[Work to be completed] Transcribe all of the records precisely as they are presented.

[Recorded data]
__________
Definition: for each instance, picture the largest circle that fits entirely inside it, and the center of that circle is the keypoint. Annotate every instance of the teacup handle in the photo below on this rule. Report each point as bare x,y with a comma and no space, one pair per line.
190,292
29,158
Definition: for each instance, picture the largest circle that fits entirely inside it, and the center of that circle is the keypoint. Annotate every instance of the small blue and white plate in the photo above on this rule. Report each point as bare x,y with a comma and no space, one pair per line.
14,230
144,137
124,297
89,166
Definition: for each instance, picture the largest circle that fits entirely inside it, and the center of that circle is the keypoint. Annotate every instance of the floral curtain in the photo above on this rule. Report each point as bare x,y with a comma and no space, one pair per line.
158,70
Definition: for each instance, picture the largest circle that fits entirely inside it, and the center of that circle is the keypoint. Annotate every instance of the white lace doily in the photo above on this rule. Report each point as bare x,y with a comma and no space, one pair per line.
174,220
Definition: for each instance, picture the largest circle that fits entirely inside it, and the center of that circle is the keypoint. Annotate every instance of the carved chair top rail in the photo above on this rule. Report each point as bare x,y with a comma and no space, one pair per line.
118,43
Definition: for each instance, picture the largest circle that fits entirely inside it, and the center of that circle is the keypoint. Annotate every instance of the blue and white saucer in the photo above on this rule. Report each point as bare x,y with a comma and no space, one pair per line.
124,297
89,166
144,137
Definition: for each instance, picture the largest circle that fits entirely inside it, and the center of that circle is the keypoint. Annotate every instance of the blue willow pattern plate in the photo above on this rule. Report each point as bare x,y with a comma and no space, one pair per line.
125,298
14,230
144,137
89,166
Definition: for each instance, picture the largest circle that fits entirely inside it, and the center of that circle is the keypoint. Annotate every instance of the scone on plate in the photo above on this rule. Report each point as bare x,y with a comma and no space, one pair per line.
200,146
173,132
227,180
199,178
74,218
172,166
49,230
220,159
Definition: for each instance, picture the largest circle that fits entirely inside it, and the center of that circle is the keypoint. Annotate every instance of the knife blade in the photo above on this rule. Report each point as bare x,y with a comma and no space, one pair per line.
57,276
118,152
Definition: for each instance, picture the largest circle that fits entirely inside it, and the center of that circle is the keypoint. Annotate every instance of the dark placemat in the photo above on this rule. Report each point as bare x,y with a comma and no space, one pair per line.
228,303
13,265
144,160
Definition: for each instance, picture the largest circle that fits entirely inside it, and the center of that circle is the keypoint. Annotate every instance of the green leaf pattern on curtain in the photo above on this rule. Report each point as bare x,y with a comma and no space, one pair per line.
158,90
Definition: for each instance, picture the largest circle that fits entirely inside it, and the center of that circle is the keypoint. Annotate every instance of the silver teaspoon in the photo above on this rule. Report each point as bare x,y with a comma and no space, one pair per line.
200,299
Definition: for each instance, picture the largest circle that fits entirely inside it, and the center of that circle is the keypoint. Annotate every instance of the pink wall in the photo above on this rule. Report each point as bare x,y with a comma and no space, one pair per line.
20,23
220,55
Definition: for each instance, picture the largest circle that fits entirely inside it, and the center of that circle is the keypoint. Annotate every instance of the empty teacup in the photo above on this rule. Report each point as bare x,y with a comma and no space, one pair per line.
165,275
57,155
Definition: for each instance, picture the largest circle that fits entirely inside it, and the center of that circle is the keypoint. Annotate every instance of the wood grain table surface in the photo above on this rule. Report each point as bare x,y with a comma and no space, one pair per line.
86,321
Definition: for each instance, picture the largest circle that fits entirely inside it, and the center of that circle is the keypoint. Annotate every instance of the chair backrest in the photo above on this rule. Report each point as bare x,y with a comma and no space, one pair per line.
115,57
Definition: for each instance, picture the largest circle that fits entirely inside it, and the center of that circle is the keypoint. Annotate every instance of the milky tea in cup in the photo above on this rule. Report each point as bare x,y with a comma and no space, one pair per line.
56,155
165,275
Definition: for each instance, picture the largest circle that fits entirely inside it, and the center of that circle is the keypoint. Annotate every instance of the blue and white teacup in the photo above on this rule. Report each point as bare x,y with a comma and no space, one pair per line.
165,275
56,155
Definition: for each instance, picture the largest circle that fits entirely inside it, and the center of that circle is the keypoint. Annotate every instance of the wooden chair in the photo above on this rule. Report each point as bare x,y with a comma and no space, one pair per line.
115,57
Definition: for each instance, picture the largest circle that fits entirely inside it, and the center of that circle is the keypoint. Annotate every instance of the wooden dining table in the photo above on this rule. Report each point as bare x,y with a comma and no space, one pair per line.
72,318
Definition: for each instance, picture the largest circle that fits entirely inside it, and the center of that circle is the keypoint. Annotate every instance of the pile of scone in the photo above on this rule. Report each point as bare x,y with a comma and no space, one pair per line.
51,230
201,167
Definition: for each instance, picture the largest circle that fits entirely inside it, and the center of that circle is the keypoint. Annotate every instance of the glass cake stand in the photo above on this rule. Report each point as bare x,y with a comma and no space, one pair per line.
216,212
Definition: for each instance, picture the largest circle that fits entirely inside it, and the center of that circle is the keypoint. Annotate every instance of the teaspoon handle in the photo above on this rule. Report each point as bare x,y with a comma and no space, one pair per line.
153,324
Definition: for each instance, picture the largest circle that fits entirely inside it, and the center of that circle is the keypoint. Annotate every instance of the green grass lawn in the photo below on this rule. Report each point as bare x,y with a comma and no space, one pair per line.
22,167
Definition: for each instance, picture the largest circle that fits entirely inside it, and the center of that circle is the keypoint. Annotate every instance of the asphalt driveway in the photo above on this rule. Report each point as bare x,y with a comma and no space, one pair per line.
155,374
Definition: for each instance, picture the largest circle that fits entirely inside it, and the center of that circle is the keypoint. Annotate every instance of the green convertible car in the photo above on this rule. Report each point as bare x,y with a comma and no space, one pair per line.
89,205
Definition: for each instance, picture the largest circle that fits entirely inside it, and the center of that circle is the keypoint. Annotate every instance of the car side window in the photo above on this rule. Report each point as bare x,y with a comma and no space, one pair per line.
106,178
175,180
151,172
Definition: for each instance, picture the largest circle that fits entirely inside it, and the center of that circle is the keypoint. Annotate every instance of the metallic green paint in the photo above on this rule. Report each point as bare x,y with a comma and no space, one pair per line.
__________
[Exercise answer]
Definition: for each instance, picture the largest circle that fits entirely inside it, and the center of that circle is the keypoint. Annotate every instance of the teacup handle in the photo below on this rule. Report each point as bare x,y with a comma and no space, one pair per line.
190,292
29,158
Definition: for each instance, picture the largest circle that fits entirely inside it, and the center of that circle is the keypoint. Annotate every instance of the small blue and white plate in the photo above on this rule. Report each point as bare x,y with a comma and no space, one pair per line.
14,230
144,137
124,297
89,166
Definition: for each instance, picture the largest circle that fits entirely inside it, and the center of that circle is the keypoint. Annotate every instance of the floral curtain in the photo above on this rule. Report each point as bare x,y with a comma and no space, one pair per line.
158,70
Definition: for each instance, picture the largest circle that fits entirely inside it, and the center of that circle is the keypoint. Annotate every instance of the white lace doily in the photo above on this rule. Report each point as bare x,y with a comma and no space, one pair per line.
174,220
Definition: for each instance, picture the largest circle that fits entirely inside it, and the center of that circle is the keypoint. Annotate every instance of the carved chair top rail in the photo above on this rule. Report each point as bare x,y with a comma and no space, one pair per line.
118,43
Definition: for each instance, picture the largest circle that fits entirely inside it, and the center of that circle is the keypoint. Annotate every instance of the blue and white saucer in the photo above on this rule. Report each point as bare x,y with a comma and no space, one pair per line.
124,297
89,166
144,137
Definition: for each instance, picture the largest circle that fits entirely inside it, and the center of that circle is the keypoint. Annotate every instance of the blue willow pattern plate in the photo above on this rule. Report each point as bare x,y with a comma and no space, one pair per line.
125,298
14,230
144,137
89,166
Definition: for each instance, picture the largest circle that fits entirely inside it, and the center of that circle is the keypoint. Annotate every instance of the scone on plate in the photo above on this rule. Report each point as bare x,y with a comma and no space, one pair per line.
200,146
173,132
227,180
199,178
74,218
172,166
49,230
220,159
Definition: for each instance, picture the largest circle that fits entirely inside it, and the center of that circle is the keypoint. Annotate every instance of the knife blade in the photo above on this rule. Report each point as bare x,y with a comma and no space, one pair per line.
57,276
118,152
Definition: for each instance, picture the largest circle that fits entirely inside it, and the center of that circle is the keypoint. Annotate every instance of the dark placemat in the photo above on this rule. Report each point as bare x,y with a comma and no space, one pair per line.
228,303
13,265
144,160
Definition: for each instance, picture the largest circle that fits entirely inside it, and the center of that circle is the keypoint. Annotate every instance of the green leaf pattern on curtain in the photo above on this rule. Report each point as bare x,y with a comma and no space, one pair per line.
158,90
Definition: for each instance, picture the largest circle that fits entirely inside it, and the center of that circle is the keypoint. Annotate every instance of the silver teaspoon in the photo above on this rule. Report each point as bare x,y with a comma and no space, one pair per line.
200,299
Definition: for each instance, picture the largest circle that fits entirely inside it, and the center of that circle is the keypoint. Annotate every instance of the pink wall in the photo above on this rule. Report each point as bare x,y with a comma and no space, one pair per line.
20,23
220,55
Definition: for each instance, picture the largest circle that fits entirely inside it, and the center of that circle is the keypoint. Annotate every instance of the empty teacup in the photo above on this rule. Report each point as bare x,y with a comma and no space, one pair per line.
165,275
57,155
Definition: for each instance, picture the largest circle that fits entirely inside it, and the center of that circle is the keypoint. Annotate every instance of the wood grain table surface in the photo above on this rule. Report each point as bare x,y with a comma and no space, one pair per line.
86,321
Definition: for each instance, picture the largest circle that fits entirely inside it, and the center of that circle is the keypoint. Annotate every instance of the chair backrest in the photo above on this rule. Report each point as bare x,y with a comma and no space, one pair per line.
115,57
Definition: for each instance, picture the largest circle that fits entirely inside it, and the center of that circle is the keypoint. Annotate every instance of the milky tea in cup in the photo above on this rule. Report each point as bare x,y with a comma and no space, one pair per line.
56,155
165,275
Definition: for each instance, picture the largest circle that fits entirely inside it, and the center of that circle is the keypoint. Annotate every instance of the blue and white teacup in the photo above on this rule. Report each point as bare x,y with a comma and no space, one pair per line.
165,275
56,155
Definition: for each instance, picture the largest circle that fits entirely inside it, and the center of that circle is the keypoint. Annotate every instance of the wooden chair in the photo above on this rule. Report each point as bare x,y with a comma and no space, one pair per line.
115,57
Definition: for each instance, picture the largest circle that fits entirely inside it, and the center of that circle is the keypoint. Annotate every instance of the wooden dining table in the photo above on this rule. Report each point as bare x,y with a comma and no space, one pair per line.
72,318
Definition: for each instance, picture the largest circle that fits entirely inside it, and the center of that circle is the keypoint. Annotate every instance of the pile of scone in the photo above on this rule. Report each point as bare x,y with a comma and no space, one pair per line.
51,230
201,167
Definition: for each instance, picture the largest circle that fits entirely inside it, and the center of that circle is the keypoint. Annotate every instance of the glass cake stand in the photo above on this rule. Report each point as bare x,y with a comma and no space, one pair per line.
216,212
Definition: for each instance, picture the largest circle that fits entirely inside it, and the center of that circle is the keypoint. Annotate every instance of the teaspoon handle in the photo above on this rule. Report each point as bare x,y with a comma and no space, one pair per line.
153,324
Definition: for each instance, picture the largest circle that fits entirely inside it, and the center of that circle is the keypoint. Annotate every instance of the green grass lawn in the photo below on this rule. Report each point as bare x,y with a comma and no space, one pair per line.
22,167
Definition: for each instance, picture the largest circle that fits entirely inside it, and the center of that circle is the keypoint. Annotate every instance of the asphalt driveway in the photo above on this rule. Report each point as bare x,y with a comma and no space, one pair per line.
155,374
Definition: for each instance, picture the largest circle that fits entirely inside it, and the center of that circle is the keypoint. Annotate every instance of the green convertible car in the photo above on this rule. Report each point as bare x,y with a comma and no space, one pair per line.
89,205
Definition: for each instance, picture the largest circle that fits entirely inside it, and the center of that circle is the keypoint. Annotate every instance of the car side window in the photo above on this rule. Report each point as bare x,y with a comma and no space, one pair per line.
106,178
175,180
151,172
Definition: for each instance, picture the largest circle that fits entirely inside it, and the center of that circle is the keypoint. Annotate every instance of the metallic green paint in the photo above on this rule. Report each point as bare x,y with a comma and no space, one pair per line.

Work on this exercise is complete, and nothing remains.